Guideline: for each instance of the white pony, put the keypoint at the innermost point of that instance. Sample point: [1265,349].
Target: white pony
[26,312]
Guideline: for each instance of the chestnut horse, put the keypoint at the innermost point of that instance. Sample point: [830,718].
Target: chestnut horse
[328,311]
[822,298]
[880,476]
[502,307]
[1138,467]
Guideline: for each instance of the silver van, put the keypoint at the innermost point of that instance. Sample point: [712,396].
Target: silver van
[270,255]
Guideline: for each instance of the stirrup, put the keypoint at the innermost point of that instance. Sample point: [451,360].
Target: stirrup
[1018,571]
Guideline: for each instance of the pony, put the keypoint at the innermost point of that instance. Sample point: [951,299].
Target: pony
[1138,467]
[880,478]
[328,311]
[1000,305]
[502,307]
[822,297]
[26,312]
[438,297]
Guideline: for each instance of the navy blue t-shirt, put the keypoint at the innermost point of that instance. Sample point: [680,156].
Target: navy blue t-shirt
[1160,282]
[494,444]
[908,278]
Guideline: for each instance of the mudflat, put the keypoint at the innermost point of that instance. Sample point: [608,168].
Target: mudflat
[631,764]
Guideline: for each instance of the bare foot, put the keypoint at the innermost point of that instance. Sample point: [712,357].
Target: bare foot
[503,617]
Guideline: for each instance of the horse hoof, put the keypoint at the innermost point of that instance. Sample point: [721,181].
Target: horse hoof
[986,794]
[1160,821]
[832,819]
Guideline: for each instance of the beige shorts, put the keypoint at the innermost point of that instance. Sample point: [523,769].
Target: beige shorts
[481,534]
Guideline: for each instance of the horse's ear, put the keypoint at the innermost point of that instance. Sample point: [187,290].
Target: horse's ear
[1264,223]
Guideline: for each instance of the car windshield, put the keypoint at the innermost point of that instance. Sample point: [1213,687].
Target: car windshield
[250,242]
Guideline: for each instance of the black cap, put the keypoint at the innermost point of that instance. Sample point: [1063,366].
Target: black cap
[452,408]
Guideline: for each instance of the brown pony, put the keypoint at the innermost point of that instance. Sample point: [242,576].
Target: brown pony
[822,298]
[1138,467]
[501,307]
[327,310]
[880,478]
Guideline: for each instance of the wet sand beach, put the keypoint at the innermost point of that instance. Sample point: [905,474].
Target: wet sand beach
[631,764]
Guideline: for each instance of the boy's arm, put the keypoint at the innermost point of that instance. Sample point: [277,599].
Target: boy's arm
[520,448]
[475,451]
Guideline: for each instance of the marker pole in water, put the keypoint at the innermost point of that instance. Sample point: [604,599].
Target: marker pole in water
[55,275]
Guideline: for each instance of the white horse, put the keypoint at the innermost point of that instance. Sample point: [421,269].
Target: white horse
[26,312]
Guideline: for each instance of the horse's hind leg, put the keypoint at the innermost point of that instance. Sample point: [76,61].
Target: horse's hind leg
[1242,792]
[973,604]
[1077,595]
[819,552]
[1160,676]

--------

** Aim of the task **
Put each line, from the one containing "Guideline: for each instance of the black" through the last line of the records, into a JSON list of strings, one string per line and skipping any blank lines.

** Answer in full **
[
  "Guideline: for each instance of the black cap, put the keypoint at the innermost point of that instance. Sample point: [1063,366].",
  "Target: black cap",
  "[452,408]",
  "Guideline: for each instance of the brown pony, put the keypoint at the innermost point of that instance. Sample point: [242,576].",
  "Target: brown pony",
  "[822,298]",
  "[1138,467]",
  "[501,307]",
  "[327,310]",
  "[880,478]",
  "Guideline: for each instance of the wet sand beach, put the keypoint at the innermost point of that instance. Sample point: [905,474].",
  "Target: wet sand beach",
  "[631,764]",
  "Guideline: for each instance of the boy's arm, put the keypoint at the innermost point of that instance. Sample point: [277,599].",
  "Target: boy's arm",
  "[520,448]",
  "[475,451]",
  "Guideline: for each instance of the marker pole in water, put the keypoint at the innermost point of that instance. Sample point: [604,599].",
  "Target: marker pole in water",
  "[55,275]",
  "Guideline: for each instance of the white horse, put the keypoint at the innermost point of that instance. Sample point: [421,269].",
  "Target: white horse",
  "[26,312]",
  "Guideline: for each instance of the horse's hind leg, put the keypoint at the innermost point of that instance. Sample point: [76,61].",
  "Target: horse's hind leg",
  "[1242,792]",
  "[973,604]",
  "[1077,595]",
  "[819,552]",
  "[1160,676]"
]